What this task involves: Which lines in the items below contain the string "teak"? List each such line in full, treating uppercase and lowercase as different.

[start]

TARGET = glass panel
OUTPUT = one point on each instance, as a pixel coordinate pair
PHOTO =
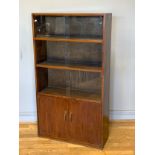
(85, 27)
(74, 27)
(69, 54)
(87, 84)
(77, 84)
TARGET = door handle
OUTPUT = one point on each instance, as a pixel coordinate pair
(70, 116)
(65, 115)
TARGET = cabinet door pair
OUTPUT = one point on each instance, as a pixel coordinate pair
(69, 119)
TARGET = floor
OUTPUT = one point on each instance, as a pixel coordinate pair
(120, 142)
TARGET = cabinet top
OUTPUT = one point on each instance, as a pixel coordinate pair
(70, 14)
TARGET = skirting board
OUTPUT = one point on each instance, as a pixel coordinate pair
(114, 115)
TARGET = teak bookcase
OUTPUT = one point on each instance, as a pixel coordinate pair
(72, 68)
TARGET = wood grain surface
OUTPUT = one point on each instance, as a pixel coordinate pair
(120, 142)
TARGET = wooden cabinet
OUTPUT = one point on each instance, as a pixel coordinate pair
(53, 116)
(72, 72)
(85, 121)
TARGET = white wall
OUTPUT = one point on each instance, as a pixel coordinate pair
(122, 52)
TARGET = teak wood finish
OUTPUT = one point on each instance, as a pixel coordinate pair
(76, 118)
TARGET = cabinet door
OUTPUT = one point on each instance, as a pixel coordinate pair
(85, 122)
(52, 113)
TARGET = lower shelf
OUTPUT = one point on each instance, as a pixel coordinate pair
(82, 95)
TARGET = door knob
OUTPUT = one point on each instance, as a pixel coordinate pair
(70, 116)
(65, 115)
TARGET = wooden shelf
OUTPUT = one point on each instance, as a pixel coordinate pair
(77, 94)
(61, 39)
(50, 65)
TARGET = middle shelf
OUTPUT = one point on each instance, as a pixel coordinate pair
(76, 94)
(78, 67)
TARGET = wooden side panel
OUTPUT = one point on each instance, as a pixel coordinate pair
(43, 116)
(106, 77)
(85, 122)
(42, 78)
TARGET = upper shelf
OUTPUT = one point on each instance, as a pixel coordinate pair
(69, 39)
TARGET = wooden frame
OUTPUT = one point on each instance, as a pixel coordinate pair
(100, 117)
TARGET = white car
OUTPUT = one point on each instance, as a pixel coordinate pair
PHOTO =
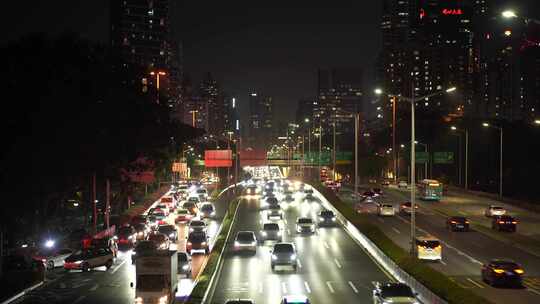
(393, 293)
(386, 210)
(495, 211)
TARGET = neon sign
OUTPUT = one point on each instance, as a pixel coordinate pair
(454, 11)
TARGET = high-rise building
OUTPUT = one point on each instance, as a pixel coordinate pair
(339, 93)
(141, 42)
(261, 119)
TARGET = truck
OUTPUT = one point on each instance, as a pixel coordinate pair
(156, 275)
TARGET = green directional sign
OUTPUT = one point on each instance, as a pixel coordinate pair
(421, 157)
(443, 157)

[end]
[start]

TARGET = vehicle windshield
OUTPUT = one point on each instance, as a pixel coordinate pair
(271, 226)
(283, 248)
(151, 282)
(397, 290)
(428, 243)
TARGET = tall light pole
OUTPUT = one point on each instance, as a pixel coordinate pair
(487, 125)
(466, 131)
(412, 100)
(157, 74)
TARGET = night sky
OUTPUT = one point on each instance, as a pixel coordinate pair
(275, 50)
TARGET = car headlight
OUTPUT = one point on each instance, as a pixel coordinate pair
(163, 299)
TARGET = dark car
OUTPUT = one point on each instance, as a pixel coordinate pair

[end]

Result of the exercise:
TARGET = teak bookcase
TARGET = teak wood finish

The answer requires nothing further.